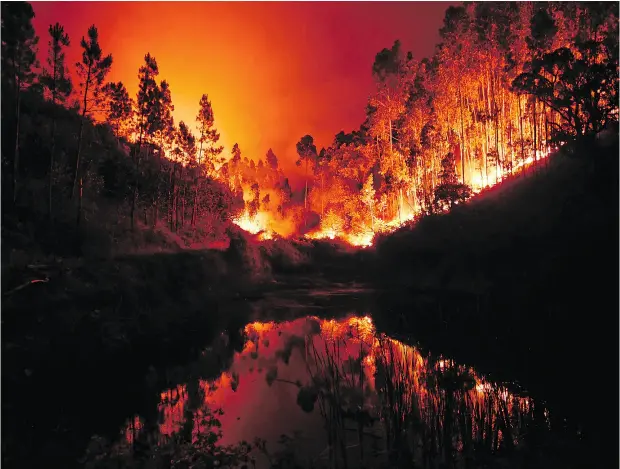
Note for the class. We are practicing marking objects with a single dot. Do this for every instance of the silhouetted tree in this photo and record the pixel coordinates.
(272, 160)
(57, 82)
(450, 190)
(209, 136)
(307, 153)
(92, 70)
(146, 104)
(119, 109)
(19, 49)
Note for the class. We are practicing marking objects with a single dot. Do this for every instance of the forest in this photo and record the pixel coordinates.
(508, 84)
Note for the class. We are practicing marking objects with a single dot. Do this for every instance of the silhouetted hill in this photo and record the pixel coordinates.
(522, 282)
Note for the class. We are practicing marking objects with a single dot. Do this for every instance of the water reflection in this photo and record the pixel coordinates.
(335, 393)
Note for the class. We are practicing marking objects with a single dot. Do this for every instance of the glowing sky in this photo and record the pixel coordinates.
(274, 71)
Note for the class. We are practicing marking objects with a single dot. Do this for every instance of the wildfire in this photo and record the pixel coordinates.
(258, 224)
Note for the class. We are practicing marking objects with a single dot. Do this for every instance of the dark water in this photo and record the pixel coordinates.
(317, 392)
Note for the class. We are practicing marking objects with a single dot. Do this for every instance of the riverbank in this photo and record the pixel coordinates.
(522, 283)
(528, 301)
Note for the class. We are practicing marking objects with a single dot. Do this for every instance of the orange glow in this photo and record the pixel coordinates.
(248, 401)
(263, 64)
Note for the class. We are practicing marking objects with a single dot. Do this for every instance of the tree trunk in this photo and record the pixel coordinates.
(54, 101)
(156, 210)
(80, 190)
(81, 133)
(521, 132)
(195, 209)
(462, 133)
(51, 178)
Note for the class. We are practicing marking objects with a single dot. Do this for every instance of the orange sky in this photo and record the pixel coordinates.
(274, 71)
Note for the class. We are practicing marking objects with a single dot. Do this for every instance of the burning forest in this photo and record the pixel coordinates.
(506, 86)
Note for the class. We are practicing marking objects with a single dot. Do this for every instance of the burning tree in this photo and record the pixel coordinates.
(450, 190)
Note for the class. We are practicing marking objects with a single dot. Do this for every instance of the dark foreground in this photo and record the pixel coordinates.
(521, 284)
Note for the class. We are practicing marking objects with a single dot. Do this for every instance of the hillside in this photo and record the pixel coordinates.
(522, 282)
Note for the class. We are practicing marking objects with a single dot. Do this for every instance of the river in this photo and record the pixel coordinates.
(322, 389)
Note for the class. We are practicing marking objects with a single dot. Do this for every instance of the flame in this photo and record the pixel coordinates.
(332, 341)
(258, 224)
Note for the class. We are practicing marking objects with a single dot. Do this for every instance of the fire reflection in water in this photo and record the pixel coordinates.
(359, 398)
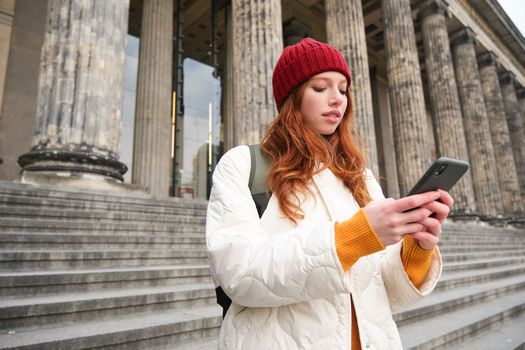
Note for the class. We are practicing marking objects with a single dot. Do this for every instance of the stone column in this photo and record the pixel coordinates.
(229, 118)
(504, 160)
(345, 29)
(516, 125)
(151, 148)
(257, 44)
(80, 90)
(477, 129)
(446, 110)
(406, 93)
(521, 97)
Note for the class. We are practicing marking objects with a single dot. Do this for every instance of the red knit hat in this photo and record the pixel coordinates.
(300, 62)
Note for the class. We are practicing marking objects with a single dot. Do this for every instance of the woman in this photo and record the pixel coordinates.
(330, 257)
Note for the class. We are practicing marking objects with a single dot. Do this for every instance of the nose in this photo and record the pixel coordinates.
(336, 98)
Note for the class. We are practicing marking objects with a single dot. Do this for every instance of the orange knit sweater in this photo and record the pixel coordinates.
(355, 238)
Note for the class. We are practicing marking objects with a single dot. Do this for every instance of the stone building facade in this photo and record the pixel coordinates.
(430, 78)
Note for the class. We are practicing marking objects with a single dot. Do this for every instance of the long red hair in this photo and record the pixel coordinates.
(298, 152)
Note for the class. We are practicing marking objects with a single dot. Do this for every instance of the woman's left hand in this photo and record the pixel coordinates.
(429, 237)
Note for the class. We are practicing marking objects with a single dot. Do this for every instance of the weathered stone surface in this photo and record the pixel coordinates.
(78, 114)
(504, 160)
(151, 148)
(446, 110)
(257, 44)
(516, 123)
(345, 29)
(406, 93)
(481, 152)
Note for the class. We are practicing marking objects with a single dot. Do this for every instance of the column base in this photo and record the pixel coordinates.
(517, 222)
(88, 182)
(72, 163)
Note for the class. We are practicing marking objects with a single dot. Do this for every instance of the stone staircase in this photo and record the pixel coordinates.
(82, 270)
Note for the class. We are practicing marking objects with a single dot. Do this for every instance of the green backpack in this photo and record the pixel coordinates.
(257, 184)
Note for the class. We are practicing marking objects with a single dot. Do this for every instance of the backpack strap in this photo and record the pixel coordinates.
(257, 184)
(260, 164)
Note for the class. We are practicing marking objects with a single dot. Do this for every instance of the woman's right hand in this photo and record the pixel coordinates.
(391, 219)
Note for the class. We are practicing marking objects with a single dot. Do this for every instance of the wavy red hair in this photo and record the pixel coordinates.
(298, 152)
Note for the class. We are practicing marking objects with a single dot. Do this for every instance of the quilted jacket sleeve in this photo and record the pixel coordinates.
(257, 268)
(401, 292)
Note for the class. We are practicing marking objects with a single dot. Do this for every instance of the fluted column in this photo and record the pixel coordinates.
(345, 29)
(521, 98)
(516, 125)
(504, 160)
(80, 90)
(406, 93)
(446, 110)
(257, 44)
(477, 130)
(151, 148)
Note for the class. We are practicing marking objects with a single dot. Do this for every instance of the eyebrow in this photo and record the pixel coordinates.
(328, 79)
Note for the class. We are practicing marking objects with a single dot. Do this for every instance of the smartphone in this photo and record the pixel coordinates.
(442, 174)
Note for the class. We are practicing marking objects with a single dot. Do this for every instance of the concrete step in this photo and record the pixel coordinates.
(482, 263)
(35, 213)
(479, 241)
(457, 325)
(14, 193)
(445, 300)
(48, 260)
(50, 241)
(137, 331)
(163, 207)
(457, 279)
(457, 257)
(29, 312)
(468, 248)
(13, 224)
(73, 281)
(504, 335)
(202, 344)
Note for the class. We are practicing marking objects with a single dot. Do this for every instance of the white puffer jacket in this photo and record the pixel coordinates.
(287, 285)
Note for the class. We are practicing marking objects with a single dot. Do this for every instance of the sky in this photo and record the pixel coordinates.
(515, 9)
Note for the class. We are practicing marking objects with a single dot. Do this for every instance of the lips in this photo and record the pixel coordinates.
(332, 116)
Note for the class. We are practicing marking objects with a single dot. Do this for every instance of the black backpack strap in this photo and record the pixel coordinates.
(260, 164)
(257, 184)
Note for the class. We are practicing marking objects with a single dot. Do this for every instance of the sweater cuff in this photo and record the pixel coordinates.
(355, 238)
(416, 260)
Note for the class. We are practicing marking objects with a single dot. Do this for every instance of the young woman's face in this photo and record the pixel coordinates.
(324, 101)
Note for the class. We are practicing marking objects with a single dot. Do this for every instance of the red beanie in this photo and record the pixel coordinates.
(300, 62)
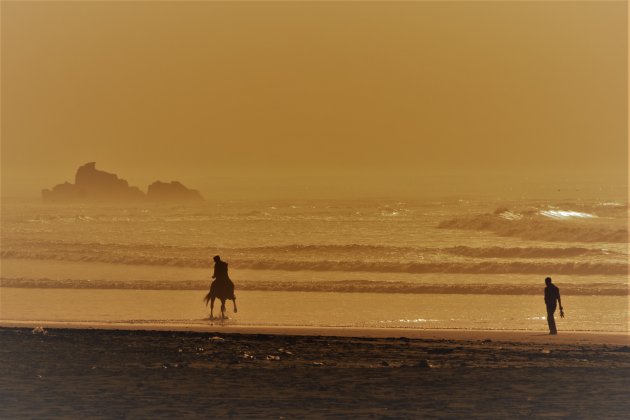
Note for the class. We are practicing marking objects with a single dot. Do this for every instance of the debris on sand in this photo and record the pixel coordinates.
(39, 330)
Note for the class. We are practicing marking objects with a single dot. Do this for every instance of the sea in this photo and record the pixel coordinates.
(476, 264)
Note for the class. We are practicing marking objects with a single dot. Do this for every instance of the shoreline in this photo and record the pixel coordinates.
(229, 372)
(520, 336)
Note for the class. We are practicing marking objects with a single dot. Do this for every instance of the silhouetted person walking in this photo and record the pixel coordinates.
(552, 295)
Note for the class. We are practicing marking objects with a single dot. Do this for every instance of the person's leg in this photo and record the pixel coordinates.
(550, 320)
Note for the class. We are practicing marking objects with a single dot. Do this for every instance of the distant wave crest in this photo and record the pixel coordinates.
(346, 286)
(536, 229)
(454, 267)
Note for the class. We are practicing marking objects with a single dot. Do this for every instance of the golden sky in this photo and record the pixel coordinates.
(316, 98)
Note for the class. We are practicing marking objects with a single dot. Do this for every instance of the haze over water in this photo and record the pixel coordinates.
(403, 164)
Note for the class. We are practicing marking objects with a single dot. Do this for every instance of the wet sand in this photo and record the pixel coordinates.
(295, 373)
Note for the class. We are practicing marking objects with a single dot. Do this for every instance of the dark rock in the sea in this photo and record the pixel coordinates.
(173, 191)
(90, 184)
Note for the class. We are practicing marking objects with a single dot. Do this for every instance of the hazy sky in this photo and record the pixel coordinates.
(315, 99)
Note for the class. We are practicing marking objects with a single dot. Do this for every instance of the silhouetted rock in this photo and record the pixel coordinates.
(173, 191)
(90, 184)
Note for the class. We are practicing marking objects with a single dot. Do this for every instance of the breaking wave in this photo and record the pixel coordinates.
(532, 228)
(345, 286)
(452, 267)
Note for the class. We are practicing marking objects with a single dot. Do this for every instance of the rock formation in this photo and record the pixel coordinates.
(173, 191)
(90, 184)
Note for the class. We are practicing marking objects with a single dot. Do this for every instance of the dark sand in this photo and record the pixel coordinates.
(77, 373)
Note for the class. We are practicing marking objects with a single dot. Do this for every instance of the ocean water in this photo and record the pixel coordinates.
(365, 263)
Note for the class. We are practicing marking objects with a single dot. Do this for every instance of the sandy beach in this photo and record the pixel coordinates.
(93, 371)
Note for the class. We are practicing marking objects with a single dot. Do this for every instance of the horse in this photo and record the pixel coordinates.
(222, 290)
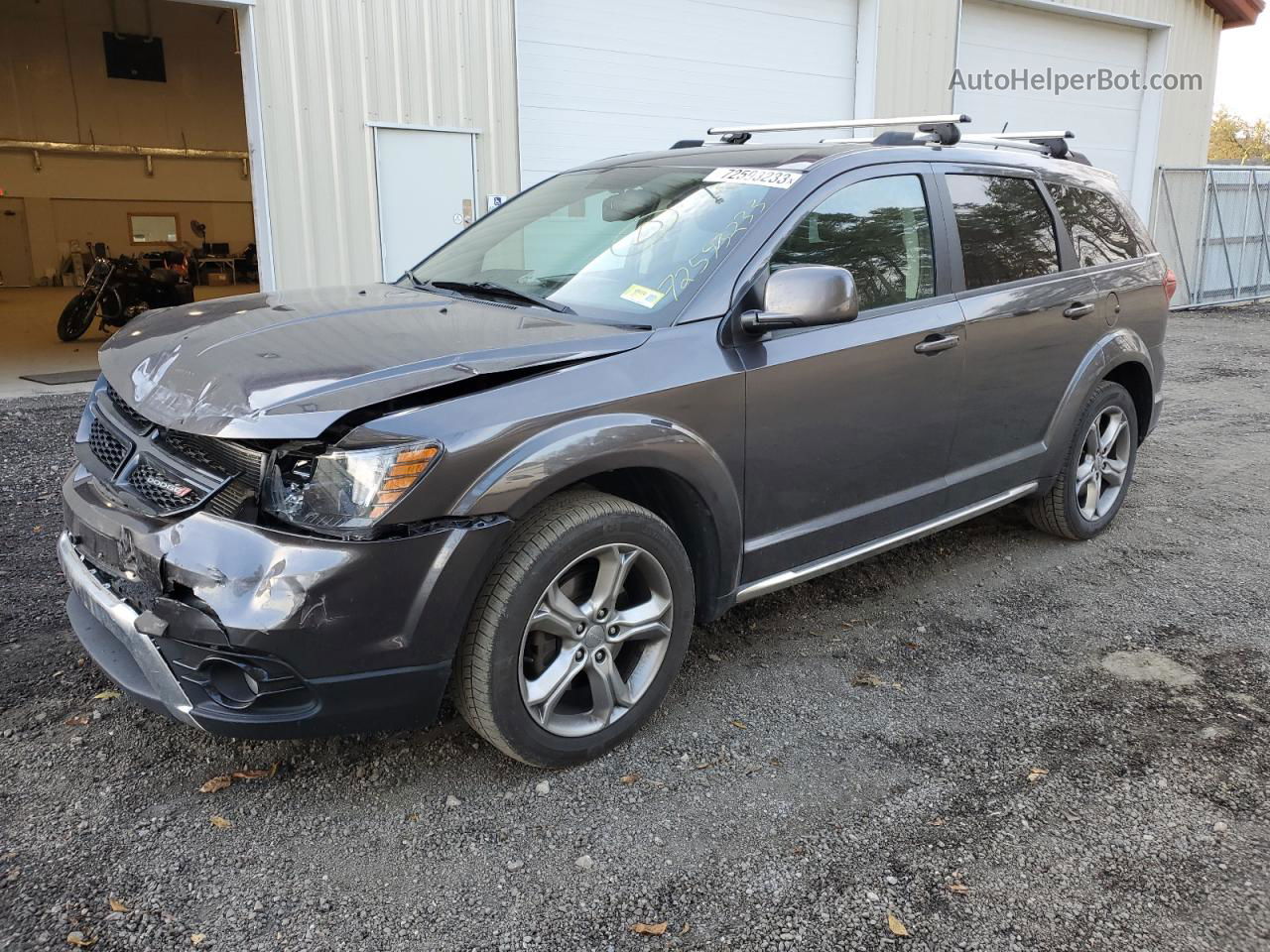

****

| Instruction |
Format the lines above as a Markdown table with the columns "Row" and "Text", giving each line a row number. Start at the line that contains "of the breaking", end at the end of the records, and leave out blank lines and the pictures.

| Exercise solution |
| Row | Text |
|---|---|
| 1 | Note for the class. We are practicing marking objects with a single dot. Do this for every instance of the breaking wave in this photo and record the pixel coordinates. |
| 2 | (532, 228) |
| 3 | (345, 286) |
| 4 | (452, 267) |
| 5 | Note for the class. We are practicing marking objects with a single dot. Do this for every instance of the rock formation in this photo and record the pixel coordinates. |
| 6 | (173, 191) |
| 7 | (90, 184) |
| 8 | Note for the class. We are practicing marking objects with a single dot. Do this for every instance of the dark sand in this photo and record the pixel coordinates. |
| 9 | (77, 373) |
| 10 | Note for the class. We are practicing marking objects with a single dot. Do this for every instance of the ocean water in this photo and record the pixel coordinates. |
| 11 | (365, 263) |
| 12 | Note for the class. We are practicing marking objects with a single dot. Do this for every instance of the sandy beach in this photo and record the pixel coordinates. |
| 13 | (93, 371) |
| 14 | Note for the class. We are practicing marking objects with a single dot. Do this for every instance of the horse in this photo and record the pixel coordinates. |
| 15 | (222, 290) |